__PROBLEM REQUIREMENTS__. Print the passage of the code generation text below that begins with the words containing "Translating the CDL" and ends with "each building project.", copying it word for word.

__TEXT__.
10. Code Generation

10.1. Introduction

This section describes the translation of control sequences expressed in CDL to a building automation system.

Translating the CDL library to a building automation system to make it available as part of a product line needs to be done only when the CDL library is updated, and hence only developers need to perform this step. However, translation of a CDL-conforming control sequence that has been developed for a specific building will need to be done for each building project.

While translation from CDL to C code or to a Functional Mockup Unit is support by Modelica simulation environments, translation to legacy building automation product lines is more difficult as they typically do not allow executing custom C code. Moreover, a building operator typically needs a graphical operator interface, which would not be supported if one were to simply upload compiled C code to a building automation system.

__PROVIDED DATA__.

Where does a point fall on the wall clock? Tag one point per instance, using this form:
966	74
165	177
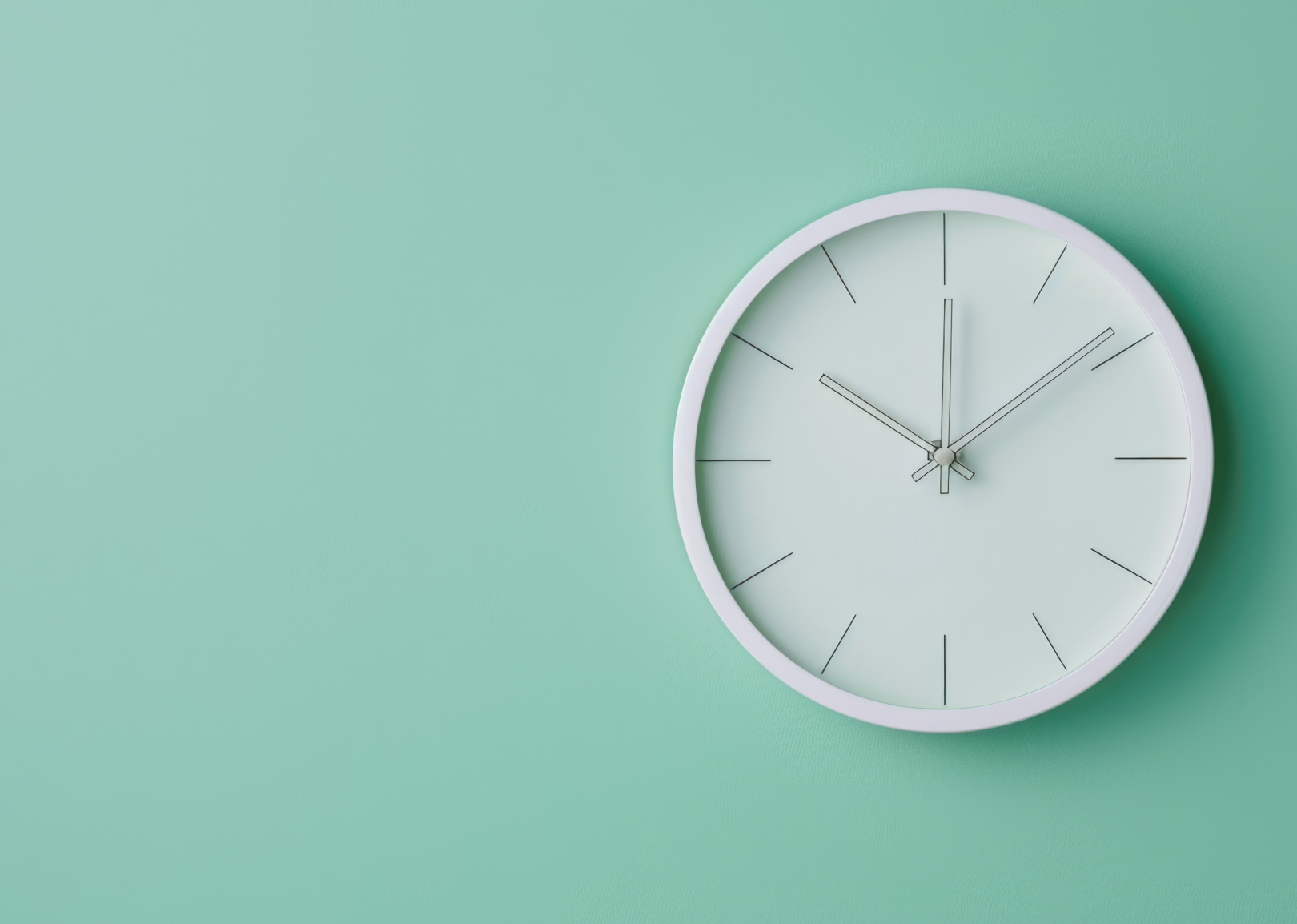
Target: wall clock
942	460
--
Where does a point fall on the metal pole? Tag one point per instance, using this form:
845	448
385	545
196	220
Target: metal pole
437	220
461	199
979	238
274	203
...
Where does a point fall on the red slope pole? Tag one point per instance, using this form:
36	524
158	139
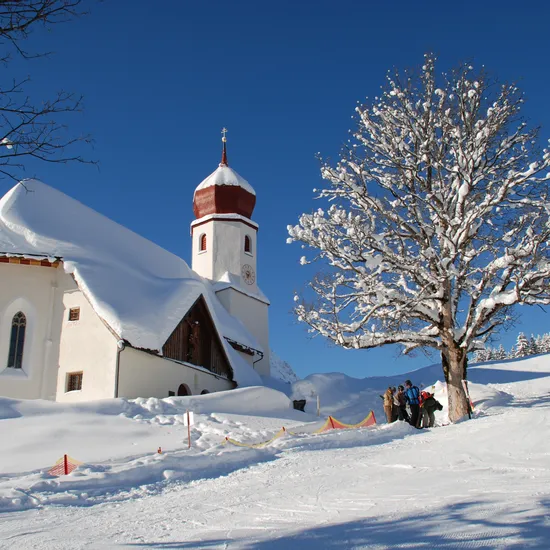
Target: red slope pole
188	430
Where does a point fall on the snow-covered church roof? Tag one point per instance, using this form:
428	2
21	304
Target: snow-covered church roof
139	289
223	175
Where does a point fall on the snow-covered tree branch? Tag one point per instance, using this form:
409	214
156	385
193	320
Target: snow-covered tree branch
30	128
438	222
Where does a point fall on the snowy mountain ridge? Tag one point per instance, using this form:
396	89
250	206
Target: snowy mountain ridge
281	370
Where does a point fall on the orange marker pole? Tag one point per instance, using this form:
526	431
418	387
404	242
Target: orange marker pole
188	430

__TASK SOLUTION__.
Translating the CDL library to a building automation system to make it available as part of a product line needs to be done only when the CDL library is updated, and hence only developers need to perform this step. However, translation of a CDL-conforming control sequence that has been developed for a specific building will need to be done for each building project.